**Extract**
>>>>>
Tech + Media Predictions 2021 - Part 2
The industry experienced futureshock head-on in 2020. The impact will take a long time to unwind but it’s already clear that some changes will be profound and not all of them bad. In part 2 we look at what sports and sportscasters need to do to change the live experience to make money and AI’s growing role in the ecosystem.
Sports Need Gamification
Led by the 2020 Olympics, 2021 will be a massive year for live sport hopefully accompanied by the return of crowds to stadia. But the pandemic has permanently scarred club and league finances.
According to figures quoted by Deloitte in its end of year report, the NFL lost $5.5 billion of stadium revenue last year. The NBA was set to lose half a billion. The Spanish soccer leagues are on their knees after MediaPro appears unable to fulfil its multi-billion Euro rights contract and multiple sports in the UK are surviving off government bailouts.
“The next twelve months will prove crucial for live sports,” says Ampere analyst Minal Modha. “As broadcasters begin to sign new rights deals or renew current contracts, many will seek to leverage the pandemic to reduce fees. If consumers do begin to cut the cord, this will only provide further ammunition and may see a widespread re-evaluation of sports rights.”
What this means is that broadcasters and leagues need to rethink their approach and start interacting directly with viewers and fans. “First and foremost it is critical that sports organizations invest in the infrastructure required to power digital channels, streaming platforms, and augmented and virtual reality solutions,” argues Deloitte’s sports leader Pete Giorgio.
<<<<<
**Exercises to complete**
[A] Answer from the 2021 media predictions article:
(i) How much stadium revenue did the NFL lose last year, according to the Deloitte figures?
(ii) Which Ampere analyst is quoted on the next twelve months for live sports?
(iii) What is Pete Giorgio's role at Deloitte?
[B] Carry on the 2021 media predictions article from its last sentence, keeping its style and subject.
The items after this article are not needed for any of the work here.

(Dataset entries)
>>>>>
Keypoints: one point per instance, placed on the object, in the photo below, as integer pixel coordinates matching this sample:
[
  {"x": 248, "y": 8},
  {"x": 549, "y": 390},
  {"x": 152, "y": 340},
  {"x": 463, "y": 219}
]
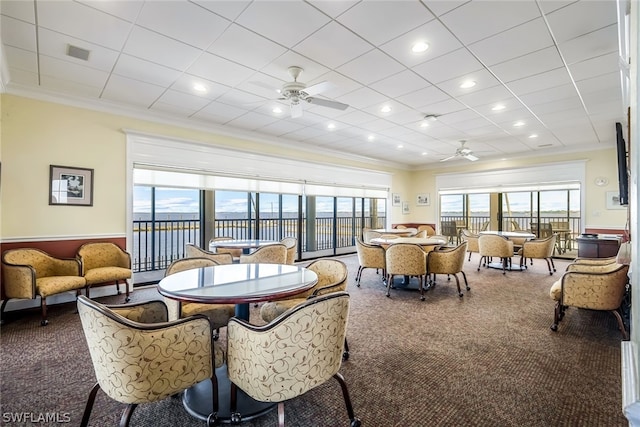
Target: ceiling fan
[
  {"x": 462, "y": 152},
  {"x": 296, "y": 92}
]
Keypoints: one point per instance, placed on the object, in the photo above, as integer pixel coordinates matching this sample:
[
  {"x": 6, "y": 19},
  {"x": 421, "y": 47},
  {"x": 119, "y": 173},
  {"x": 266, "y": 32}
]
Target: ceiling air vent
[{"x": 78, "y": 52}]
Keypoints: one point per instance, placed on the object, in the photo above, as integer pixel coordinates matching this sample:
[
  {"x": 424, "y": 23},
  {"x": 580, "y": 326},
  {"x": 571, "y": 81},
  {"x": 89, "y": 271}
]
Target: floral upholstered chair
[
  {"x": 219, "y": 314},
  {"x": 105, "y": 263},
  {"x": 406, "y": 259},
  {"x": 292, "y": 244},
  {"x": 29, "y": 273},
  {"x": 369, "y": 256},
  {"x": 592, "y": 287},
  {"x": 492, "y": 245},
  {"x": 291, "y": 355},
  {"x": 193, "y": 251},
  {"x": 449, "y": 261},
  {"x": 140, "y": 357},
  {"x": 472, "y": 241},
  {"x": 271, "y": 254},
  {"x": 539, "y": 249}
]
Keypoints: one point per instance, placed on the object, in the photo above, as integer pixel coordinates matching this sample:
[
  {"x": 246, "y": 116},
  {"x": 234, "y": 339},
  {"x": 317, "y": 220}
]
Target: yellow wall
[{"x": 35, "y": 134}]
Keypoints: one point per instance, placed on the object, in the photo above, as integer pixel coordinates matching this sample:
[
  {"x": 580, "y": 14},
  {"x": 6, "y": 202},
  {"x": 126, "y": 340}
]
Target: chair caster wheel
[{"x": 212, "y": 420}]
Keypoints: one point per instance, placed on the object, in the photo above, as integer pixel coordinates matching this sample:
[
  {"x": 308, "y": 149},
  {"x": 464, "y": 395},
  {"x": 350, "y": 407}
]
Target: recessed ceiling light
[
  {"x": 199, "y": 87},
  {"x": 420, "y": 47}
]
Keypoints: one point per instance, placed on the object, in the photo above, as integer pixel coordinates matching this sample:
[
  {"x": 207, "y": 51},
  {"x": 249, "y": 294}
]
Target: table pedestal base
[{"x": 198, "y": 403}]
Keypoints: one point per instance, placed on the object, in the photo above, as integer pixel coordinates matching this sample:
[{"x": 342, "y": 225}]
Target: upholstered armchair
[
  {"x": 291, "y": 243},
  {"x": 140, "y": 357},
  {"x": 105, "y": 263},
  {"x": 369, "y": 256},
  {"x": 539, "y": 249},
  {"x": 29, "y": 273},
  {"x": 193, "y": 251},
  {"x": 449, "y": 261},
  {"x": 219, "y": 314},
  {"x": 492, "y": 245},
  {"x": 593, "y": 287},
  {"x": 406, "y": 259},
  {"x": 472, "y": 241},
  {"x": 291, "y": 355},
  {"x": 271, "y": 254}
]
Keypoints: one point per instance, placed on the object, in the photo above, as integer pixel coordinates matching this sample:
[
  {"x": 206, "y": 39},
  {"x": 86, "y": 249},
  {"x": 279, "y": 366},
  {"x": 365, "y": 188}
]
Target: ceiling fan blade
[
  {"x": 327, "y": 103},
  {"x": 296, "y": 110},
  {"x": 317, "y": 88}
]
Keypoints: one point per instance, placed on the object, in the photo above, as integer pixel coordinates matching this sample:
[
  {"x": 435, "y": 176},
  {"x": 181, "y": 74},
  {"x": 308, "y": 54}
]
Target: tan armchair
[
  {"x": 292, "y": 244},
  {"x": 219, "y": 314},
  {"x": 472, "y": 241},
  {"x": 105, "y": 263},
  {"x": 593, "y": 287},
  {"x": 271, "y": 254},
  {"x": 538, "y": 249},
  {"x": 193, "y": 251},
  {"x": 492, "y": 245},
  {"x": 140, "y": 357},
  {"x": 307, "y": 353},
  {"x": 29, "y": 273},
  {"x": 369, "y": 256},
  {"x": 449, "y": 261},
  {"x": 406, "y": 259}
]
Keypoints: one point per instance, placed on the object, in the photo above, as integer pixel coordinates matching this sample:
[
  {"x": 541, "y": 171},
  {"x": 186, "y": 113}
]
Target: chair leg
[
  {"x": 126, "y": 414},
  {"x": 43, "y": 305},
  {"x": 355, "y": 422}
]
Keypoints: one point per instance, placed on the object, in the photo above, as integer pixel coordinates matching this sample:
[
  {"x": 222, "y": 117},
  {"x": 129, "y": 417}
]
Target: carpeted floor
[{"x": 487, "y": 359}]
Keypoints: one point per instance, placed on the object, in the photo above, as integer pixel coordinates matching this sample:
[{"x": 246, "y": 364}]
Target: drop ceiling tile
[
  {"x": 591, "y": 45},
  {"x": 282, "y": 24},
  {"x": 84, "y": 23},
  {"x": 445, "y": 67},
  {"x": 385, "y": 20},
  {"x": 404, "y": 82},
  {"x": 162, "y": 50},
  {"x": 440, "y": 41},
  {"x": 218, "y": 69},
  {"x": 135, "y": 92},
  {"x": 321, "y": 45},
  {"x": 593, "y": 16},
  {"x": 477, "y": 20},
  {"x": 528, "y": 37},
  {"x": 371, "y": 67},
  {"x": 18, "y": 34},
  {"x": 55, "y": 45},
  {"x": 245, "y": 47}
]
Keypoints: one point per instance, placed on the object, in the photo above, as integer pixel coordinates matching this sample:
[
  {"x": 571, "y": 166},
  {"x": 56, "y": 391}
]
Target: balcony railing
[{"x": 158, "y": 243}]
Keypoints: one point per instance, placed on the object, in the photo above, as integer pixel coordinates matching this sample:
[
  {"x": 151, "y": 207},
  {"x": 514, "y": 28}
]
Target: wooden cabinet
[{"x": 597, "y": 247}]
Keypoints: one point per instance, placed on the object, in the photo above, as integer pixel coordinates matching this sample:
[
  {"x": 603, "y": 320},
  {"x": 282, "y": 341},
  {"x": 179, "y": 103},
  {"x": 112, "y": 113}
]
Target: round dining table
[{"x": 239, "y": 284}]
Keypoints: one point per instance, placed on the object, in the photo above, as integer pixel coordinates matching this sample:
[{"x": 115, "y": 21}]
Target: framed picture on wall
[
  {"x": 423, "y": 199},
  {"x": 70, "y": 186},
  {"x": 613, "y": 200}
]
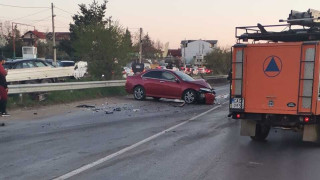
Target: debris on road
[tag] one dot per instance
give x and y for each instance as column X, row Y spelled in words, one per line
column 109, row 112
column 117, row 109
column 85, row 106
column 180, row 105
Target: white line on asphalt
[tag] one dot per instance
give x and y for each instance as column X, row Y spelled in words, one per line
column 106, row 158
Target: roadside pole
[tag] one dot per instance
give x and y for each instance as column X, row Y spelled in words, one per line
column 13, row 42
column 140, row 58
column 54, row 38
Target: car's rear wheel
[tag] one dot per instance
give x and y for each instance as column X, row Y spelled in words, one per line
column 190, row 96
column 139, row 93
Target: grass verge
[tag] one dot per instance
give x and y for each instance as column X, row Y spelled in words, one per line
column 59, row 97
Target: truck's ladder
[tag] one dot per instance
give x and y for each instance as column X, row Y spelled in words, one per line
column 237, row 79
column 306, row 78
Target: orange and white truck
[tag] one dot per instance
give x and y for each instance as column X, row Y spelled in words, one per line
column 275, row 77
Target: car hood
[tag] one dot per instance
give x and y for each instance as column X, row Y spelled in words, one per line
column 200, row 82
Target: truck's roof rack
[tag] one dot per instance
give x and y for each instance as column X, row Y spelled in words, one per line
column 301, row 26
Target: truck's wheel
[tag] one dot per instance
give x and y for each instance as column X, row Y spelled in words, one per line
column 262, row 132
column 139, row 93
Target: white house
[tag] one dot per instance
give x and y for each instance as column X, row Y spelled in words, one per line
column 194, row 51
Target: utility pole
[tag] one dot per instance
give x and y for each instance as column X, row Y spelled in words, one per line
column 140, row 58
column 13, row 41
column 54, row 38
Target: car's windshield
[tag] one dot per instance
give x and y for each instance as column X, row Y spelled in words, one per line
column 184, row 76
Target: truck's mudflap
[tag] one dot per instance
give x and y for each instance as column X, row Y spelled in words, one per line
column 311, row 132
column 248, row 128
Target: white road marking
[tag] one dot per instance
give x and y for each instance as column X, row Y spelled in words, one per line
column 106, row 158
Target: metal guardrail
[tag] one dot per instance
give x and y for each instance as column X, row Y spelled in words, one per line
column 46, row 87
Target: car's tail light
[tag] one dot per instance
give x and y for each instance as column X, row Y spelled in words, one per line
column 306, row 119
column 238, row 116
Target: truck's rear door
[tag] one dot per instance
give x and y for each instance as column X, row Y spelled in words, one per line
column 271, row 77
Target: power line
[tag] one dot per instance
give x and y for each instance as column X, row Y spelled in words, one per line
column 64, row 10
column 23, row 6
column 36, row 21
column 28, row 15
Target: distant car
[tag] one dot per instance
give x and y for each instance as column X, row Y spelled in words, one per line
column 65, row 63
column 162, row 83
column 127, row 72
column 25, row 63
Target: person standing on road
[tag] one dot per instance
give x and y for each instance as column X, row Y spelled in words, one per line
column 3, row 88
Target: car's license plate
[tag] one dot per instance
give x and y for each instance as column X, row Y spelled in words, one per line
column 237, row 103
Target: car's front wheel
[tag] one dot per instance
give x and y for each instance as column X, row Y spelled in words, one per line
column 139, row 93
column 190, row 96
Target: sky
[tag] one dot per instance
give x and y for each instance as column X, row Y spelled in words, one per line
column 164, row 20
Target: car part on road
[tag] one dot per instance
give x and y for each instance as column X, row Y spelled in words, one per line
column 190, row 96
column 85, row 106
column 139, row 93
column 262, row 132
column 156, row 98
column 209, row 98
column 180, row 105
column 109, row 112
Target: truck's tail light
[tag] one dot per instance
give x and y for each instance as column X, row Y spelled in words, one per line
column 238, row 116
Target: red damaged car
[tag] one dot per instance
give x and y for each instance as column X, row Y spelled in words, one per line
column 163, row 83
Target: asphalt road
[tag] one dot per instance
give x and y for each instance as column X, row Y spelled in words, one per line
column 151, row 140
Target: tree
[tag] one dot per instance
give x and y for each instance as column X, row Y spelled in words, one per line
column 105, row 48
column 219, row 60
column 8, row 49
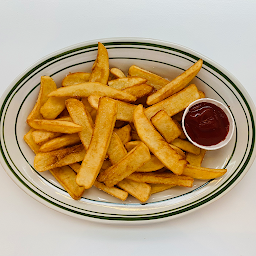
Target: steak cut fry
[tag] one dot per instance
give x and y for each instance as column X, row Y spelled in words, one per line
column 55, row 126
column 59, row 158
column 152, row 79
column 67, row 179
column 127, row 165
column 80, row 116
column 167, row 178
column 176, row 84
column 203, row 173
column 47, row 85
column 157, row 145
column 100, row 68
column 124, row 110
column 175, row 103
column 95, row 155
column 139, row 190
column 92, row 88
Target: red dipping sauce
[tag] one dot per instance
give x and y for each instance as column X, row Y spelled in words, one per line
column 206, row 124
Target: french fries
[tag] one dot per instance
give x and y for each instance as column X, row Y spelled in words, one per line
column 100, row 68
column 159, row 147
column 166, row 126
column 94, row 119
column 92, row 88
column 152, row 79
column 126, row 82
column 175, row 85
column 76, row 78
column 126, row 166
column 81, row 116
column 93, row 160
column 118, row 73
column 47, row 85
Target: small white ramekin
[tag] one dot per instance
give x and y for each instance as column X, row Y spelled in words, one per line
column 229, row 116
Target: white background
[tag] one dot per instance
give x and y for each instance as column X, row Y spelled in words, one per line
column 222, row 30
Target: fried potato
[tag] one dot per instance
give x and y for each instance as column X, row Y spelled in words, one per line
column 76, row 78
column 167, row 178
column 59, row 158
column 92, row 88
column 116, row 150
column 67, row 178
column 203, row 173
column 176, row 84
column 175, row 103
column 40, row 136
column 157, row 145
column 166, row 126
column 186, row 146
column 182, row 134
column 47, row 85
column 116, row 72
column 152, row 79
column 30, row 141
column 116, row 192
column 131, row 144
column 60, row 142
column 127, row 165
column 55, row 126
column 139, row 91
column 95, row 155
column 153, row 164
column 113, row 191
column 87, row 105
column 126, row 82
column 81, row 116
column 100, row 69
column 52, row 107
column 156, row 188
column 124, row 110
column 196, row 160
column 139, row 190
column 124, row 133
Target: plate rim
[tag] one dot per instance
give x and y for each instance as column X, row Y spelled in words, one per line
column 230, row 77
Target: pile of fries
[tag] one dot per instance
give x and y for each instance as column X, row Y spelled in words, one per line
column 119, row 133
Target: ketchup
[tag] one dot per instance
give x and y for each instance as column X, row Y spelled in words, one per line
<<<<<
**Answers below**
[A]
(i) $5.5 billion
(ii) Minal Modha
(iii) Deloitte's sports leader

[B]
So, in 2021 expect to see significant expansion of what is broadly termed ‘gamification’. Fans no longer expect to just consume real-time content, they expect to interact with it.
“Real-time streaming will make the viewing experience more interactive and personalized,” says Steve Miller-Jones, VP edge computing and solutions architecture at Limelight Networks. “As sporting events returned to our screens this summer, several broadcasters experimented with new virtual offerings to make the real-time streaming experience more engaging. This experimentation will only increase in 2021. We can expect gambling integration and personalised services that provide alternative commentaries, live audio feeds from the referee’s mic, and crowd sounds for an authentic stadium experience. We will also see more features focused on social streaming, allowing friends to watch together. These features might be short-lived, but those that really engage audiences will remain and change how live streaming experiences are defined. We’re not there yet, but we’re approaching a model where the user controls the content experience for themselves.”
AI Assists In Content Creation
A number of technologies are necessary to make this happen. Efficient delivery of content will continue to be critical to the viewing experience, so providers will look for the best and most efficient standards and formats for the job. For example, techniques like Content Aware Encoding can create high quality video with lower overheads, helping keep costs under control.
5G rollout will also open up new realtime interactive data-rich video applications. Another area to watch in this regard is Artificial Intelligence and Machine Learning which is developing at speed and going to change the industry at its very core.
AI/ML will deliver breakthroughs in video compression efficiency. Automated production technologies for covering sports from a single high resolution camera will continue to gain ground. An eye-catching application last year was the install of Pixellot camera systems at every Scottish Championship ground to produce live streams of matches for overseas supporters. The Pixellot system uses fixed, unmanned cameras with in-built, AI, ball-tracking technology to produce live HD footage which will then be broadcast internationally via a centrally operated streaming platform. The deal also means clubs that were previously unable to stream their games internationally will be able to access a brand-new stream of revenue.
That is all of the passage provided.